--- start of RECORDS FOR THE EXERCISE ---
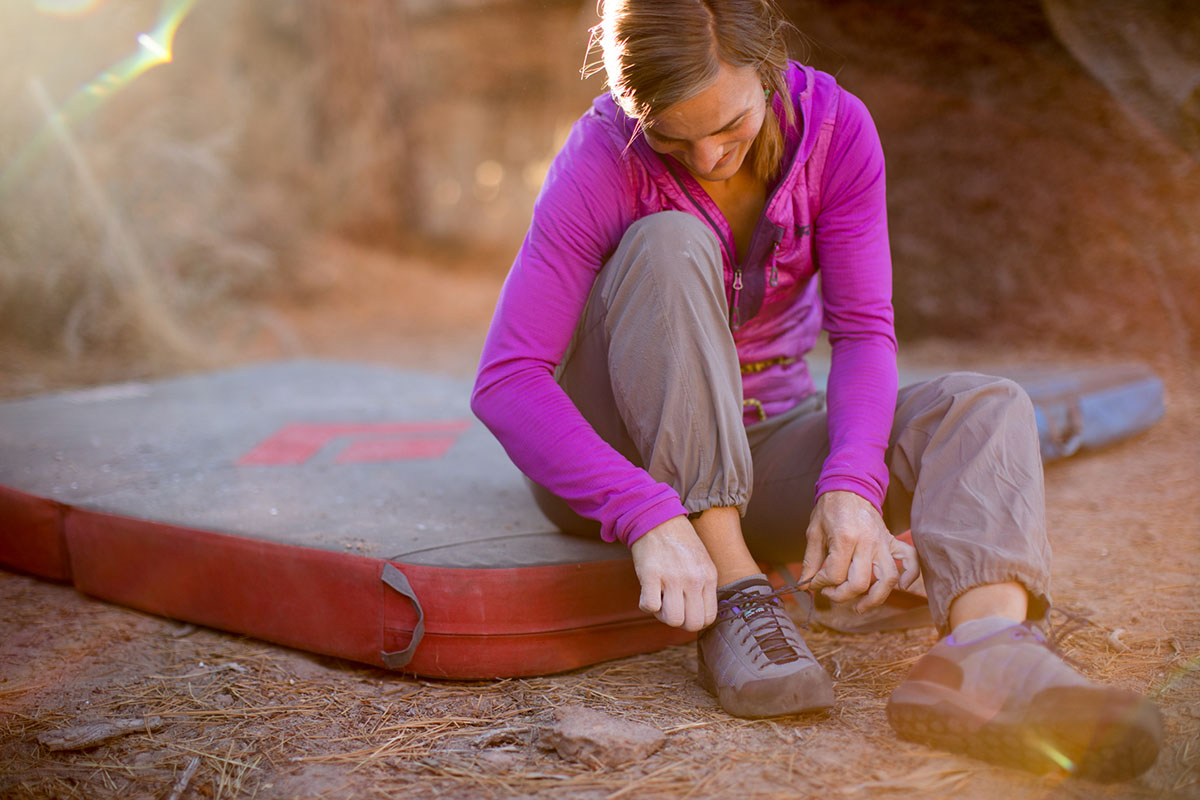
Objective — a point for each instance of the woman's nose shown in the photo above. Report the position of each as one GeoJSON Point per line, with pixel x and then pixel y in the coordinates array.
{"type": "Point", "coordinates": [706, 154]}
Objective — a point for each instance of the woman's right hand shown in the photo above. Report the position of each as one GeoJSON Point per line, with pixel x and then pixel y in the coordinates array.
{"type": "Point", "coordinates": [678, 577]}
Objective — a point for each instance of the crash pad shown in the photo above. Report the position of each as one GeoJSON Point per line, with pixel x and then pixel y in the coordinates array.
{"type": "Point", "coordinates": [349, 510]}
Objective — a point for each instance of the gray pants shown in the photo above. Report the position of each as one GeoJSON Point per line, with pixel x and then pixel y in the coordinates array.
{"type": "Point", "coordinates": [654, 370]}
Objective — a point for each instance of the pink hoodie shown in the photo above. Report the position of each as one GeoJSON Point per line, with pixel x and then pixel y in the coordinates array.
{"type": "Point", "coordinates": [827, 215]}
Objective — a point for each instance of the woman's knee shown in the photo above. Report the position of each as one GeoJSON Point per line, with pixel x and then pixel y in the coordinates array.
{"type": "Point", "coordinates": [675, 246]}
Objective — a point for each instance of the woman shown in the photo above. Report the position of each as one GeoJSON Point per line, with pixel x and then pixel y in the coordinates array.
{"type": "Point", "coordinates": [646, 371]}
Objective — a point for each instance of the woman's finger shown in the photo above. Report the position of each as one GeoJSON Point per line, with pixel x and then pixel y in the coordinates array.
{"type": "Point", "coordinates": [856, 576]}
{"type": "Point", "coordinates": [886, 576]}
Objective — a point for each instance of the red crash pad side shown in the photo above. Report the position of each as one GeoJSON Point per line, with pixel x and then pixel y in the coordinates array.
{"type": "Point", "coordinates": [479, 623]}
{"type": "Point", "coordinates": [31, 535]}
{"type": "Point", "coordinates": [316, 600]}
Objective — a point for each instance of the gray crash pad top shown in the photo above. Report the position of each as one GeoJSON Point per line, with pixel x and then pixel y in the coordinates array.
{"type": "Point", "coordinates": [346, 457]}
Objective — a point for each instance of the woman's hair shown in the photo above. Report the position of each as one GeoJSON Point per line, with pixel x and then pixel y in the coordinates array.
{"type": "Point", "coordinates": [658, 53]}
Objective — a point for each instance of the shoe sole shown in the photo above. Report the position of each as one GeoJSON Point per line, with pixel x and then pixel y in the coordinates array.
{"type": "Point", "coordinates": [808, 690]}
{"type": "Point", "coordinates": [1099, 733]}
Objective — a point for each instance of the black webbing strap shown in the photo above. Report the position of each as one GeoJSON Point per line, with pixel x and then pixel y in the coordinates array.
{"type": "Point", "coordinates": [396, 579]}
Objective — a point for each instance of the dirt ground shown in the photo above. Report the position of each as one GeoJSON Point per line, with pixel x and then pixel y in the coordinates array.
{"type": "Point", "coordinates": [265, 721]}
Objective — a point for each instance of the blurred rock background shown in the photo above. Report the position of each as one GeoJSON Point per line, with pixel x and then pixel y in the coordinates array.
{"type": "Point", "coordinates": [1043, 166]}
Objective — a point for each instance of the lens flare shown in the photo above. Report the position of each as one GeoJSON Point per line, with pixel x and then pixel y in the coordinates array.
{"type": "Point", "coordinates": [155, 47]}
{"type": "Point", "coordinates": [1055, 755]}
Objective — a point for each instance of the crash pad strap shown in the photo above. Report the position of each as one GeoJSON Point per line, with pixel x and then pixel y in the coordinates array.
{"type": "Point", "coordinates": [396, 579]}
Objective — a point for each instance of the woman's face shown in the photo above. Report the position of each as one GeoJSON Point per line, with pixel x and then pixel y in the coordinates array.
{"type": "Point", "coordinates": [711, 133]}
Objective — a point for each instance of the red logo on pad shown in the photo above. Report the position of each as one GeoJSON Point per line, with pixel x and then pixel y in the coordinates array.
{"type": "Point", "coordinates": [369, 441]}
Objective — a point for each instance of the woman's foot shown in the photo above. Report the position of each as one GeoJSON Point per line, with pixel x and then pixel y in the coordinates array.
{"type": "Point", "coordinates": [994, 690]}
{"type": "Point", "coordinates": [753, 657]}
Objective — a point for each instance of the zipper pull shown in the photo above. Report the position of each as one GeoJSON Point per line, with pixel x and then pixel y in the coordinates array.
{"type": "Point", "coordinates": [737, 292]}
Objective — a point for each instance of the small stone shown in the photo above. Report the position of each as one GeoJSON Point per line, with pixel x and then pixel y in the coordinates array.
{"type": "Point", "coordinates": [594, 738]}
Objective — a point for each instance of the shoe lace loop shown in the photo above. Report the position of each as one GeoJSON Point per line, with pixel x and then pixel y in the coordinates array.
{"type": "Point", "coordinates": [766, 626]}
--- end of RECORDS FOR THE EXERCISE ---
JOB » Print each of the records above exactly as written, leaving no picture in the copy.

RESPONSE TO THE TASK »
Objective — a point for each instance of the woman's nose shown in the photo above. Report the position of each as one GeoJSON Point per line, with pixel x and then pixel y in the coordinates array.
{"type": "Point", "coordinates": [706, 154]}
Objective — a point for each instance of the woman's right hand shown in the photo above. Report the position of each as one GeoJSON Point per line, with pixel x and then pixel y in the coordinates array.
{"type": "Point", "coordinates": [678, 577]}
Objective — a point for each instance of the crash pad shown in the photo above. Report the position of each as one GeoJSON Point per line, with pixel x and then pixel y in the coordinates array.
{"type": "Point", "coordinates": [349, 510]}
Objective — a point for each instance of the gray pants shown in the photo above. Report the position of each as one GeoJSON Point per line, with pixel x and then pixel y in the coordinates array.
{"type": "Point", "coordinates": [654, 370]}
Objective — a point for each instance of the pink hoodie shown in the photo above. Report the position of each as one GeoJSON Point per line, with pixel x and then pixel y in the coordinates array.
{"type": "Point", "coordinates": [827, 215]}
Objective — a point for each instance of the woman's knee shown in the photo above. Report the position of each as one GeoJSON Point per line, with pixel x and then pixel y in the coordinates array.
{"type": "Point", "coordinates": [675, 246]}
Objective — a point for each instance of the woman shown in the photo above. Report the position of each as one GeoJSON Point per line, with pixel x and then pixel y in the coordinates array.
{"type": "Point", "coordinates": [646, 371]}
Objective — a point for each instance of the woman's finger shown in the photo above. Report the position of each as one GeoJSON Point per line, with pixel x and then pixel y in the coordinates array.
{"type": "Point", "coordinates": [856, 576]}
{"type": "Point", "coordinates": [886, 576]}
Objective — a point for each instance of the red crash pad side shown in the photo above. Report the position of each as one GeoJSON Point per line, with pixel x and then pixel y in the coordinates array.
{"type": "Point", "coordinates": [479, 623]}
{"type": "Point", "coordinates": [31, 535]}
{"type": "Point", "coordinates": [316, 600]}
Objective — a point for each instance of the gray crash pad top shown in the photo above. Report the position of each as one GeoJSON Point per line, with pixel x and then pixel y in the coordinates array.
{"type": "Point", "coordinates": [346, 457]}
Objective — a point for each instance of the woman's hair shown in the photo above. Report the position of each as one GeoJSON Point per line, with pixel x and then pixel y in the coordinates array.
{"type": "Point", "coordinates": [658, 53]}
Objective — a point for each instance of the shoe sole shown in the photo above. Report the position of each as one GeoJSON Point per line, with pixel x and then pixel y in the coordinates array.
{"type": "Point", "coordinates": [808, 690]}
{"type": "Point", "coordinates": [1099, 733]}
Objective — a point for each instance of the black webbing strap shown in the photo above. Report the position of each as one GeoJSON Point per line, with pixel x and then pixel y in the coordinates array.
{"type": "Point", "coordinates": [396, 579]}
Objective — a point for each instance of the dirt ground shown in the photo above. Report the position of each as one GeoJSON Point per line, with pixel x and then pixel y in the coordinates array.
{"type": "Point", "coordinates": [265, 721]}
Objective — a point for each instance of the blurred rock background shown in the photo above. Report the position of each as one GeoJSON Point per line, with pixel x and then pixel y in the coordinates array.
{"type": "Point", "coordinates": [1043, 166]}
Objective — a point for each instance of the lens flare shown in the photo above. Report the position of each as one GeoJSON Point per line, with pixel x and then pixel y in the coordinates array.
{"type": "Point", "coordinates": [155, 47]}
{"type": "Point", "coordinates": [1055, 755]}
Objective — a point for each instance of the crash pad strap shown in the photo above. Report the position of each as one GeoJSON Point per line, with pixel x and then pixel y in the coordinates array.
{"type": "Point", "coordinates": [396, 579]}
Objective — a point for each instance of the woman's face shown in the photo above. Report the position of each as one GeoJSON Point per line, with pixel x and then pixel y in the coordinates array.
{"type": "Point", "coordinates": [711, 133]}
Objective — a point for each instance of the red logo on pad shown in the photo above. Report the position of each as one GeoJSON Point per line, with pixel x and then pixel y in the coordinates array.
{"type": "Point", "coordinates": [369, 441]}
Objective — a point for each instance of the woman's foot shown in the photo above. Report the position of each as one GeoJSON Point per line, with pixel x and then pixel y in the coordinates array.
{"type": "Point", "coordinates": [994, 690]}
{"type": "Point", "coordinates": [753, 657]}
Objective — a point for each instance of the zipper pull shown in the photo above. Report the position of each as one GeoJSON Point per line, with pixel x and then pixel y in the coordinates array.
{"type": "Point", "coordinates": [737, 292]}
Objective — a point for each instance of the small stone shown in the photo above. Report the position of each as one GeoJSON Point per line, with pixel x and then pixel y in the coordinates array.
{"type": "Point", "coordinates": [594, 738]}
Objective — a point for each instance of the shoe lace loop shown in the photo above. Report the position of each as one GeoJSON Point per line, with pixel x and then pixel y in the coordinates array.
{"type": "Point", "coordinates": [766, 626]}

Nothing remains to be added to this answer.